* start *

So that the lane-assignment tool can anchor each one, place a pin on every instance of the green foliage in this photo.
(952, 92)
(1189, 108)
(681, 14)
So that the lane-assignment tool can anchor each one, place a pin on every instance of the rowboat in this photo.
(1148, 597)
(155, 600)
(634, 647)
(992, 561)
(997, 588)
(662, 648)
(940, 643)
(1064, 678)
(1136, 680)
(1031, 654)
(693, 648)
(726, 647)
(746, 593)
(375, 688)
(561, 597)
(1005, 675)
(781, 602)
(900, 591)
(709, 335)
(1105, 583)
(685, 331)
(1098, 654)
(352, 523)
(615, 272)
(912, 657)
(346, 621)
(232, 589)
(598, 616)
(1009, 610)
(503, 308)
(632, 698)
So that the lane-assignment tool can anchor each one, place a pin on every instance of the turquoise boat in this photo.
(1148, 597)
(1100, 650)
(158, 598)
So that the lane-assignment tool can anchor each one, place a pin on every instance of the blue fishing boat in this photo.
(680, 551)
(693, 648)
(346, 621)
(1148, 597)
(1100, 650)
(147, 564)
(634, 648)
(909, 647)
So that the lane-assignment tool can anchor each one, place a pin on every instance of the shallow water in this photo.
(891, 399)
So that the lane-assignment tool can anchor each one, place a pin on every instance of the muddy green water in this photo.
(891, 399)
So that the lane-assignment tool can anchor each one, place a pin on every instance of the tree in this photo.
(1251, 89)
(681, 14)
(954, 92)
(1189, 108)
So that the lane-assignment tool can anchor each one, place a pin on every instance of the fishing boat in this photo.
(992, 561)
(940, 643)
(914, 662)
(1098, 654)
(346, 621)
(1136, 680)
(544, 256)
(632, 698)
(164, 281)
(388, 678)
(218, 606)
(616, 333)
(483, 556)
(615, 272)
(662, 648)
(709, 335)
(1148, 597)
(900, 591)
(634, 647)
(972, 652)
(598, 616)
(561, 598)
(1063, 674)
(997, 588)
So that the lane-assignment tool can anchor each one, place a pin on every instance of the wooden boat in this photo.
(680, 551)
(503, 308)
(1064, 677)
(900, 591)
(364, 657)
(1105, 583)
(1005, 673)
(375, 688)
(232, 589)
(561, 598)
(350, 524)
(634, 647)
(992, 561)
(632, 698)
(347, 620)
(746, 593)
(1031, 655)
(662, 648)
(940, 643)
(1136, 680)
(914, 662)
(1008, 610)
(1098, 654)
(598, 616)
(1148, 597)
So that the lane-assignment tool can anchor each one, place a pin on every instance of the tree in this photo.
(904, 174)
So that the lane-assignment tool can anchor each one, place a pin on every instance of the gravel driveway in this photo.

* end *

» WORK TO DO: Reproduce the entries above in full by retyping them exactly.

» REPLY TO THE TASK:
So that the lane-assignment tool can anchor each one, place a pin on every instance of the green foliage in this photo.
(952, 92)
(1189, 108)
(681, 14)
So that the lane-assignment tool can anchor each one, place a pin on every instance of the rowboat in this photo.
(1148, 597)
(155, 600)
(634, 647)
(992, 561)
(997, 588)
(662, 648)
(940, 643)
(1064, 678)
(1136, 680)
(1031, 654)
(693, 648)
(726, 647)
(746, 593)
(375, 688)
(561, 597)
(1005, 675)
(781, 602)
(900, 591)
(709, 335)
(1105, 583)
(685, 331)
(1098, 654)
(352, 523)
(615, 272)
(912, 657)
(346, 621)
(232, 589)
(598, 616)
(1009, 610)
(503, 308)
(632, 698)
So that the lane-assignment tool can anchor each one, place a pin on every instance of the turquoise boat in this photo.
(1148, 597)
(1100, 650)
(158, 598)
So that the lane-assignment tool can anchor each one, place a pin on every instance of the blue fishing boat in this photo.
(680, 551)
(693, 648)
(346, 621)
(1148, 597)
(1100, 650)
(147, 564)
(634, 648)
(909, 647)
So that the lane-assignment tool can anchor each one, place a pin on every instance of the shallow water in this photo.
(891, 399)
So that the lane-assignment tool can anchor each one, place a pin on every instance of the muddy green water in this photo.
(891, 399)
So that the lane-assignment tool can anchor each one, place a pin on every instance of the tree in this photo.
(1251, 89)
(681, 14)
(954, 92)
(1189, 108)
So that the lane-assignment tool can anchor each one, place a pin on every instance of the fishing boat in this photo.
(992, 561)
(940, 643)
(914, 662)
(1098, 654)
(346, 621)
(1136, 680)
(544, 256)
(632, 698)
(164, 281)
(388, 678)
(218, 606)
(616, 333)
(483, 556)
(615, 272)
(662, 648)
(709, 335)
(1148, 597)
(900, 591)
(634, 647)
(972, 652)
(598, 616)
(561, 598)
(1063, 674)
(997, 588)
So that the lane-assignment tool can anchor each one, place a pin on every instance of the wooden boat in this photo.
(680, 551)
(503, 308)
(1064, 677)
(900, 591)
(364, 657)
(1105, 583)
(1005, 673)
(375, 688)
(232, 589)
(561, 598)
(350, 524)
(634, 647)
(992, 561)
(632, 698)
(347, 620)
(746, 593)
(1031, 655)
(662, 648)
(940, 643)
(1136, 680)
(914, 662)
(1008, 610)
(1098, 654)
(598, 616)
(1148, 597)
So that the lane-assignment tool can anchor each one, place a pin on every instance of the tree in this photo.
(904, 174)
So that the lane-assignment tool can anchor each one, place a pin on every instance of the gravel driveway in this photo.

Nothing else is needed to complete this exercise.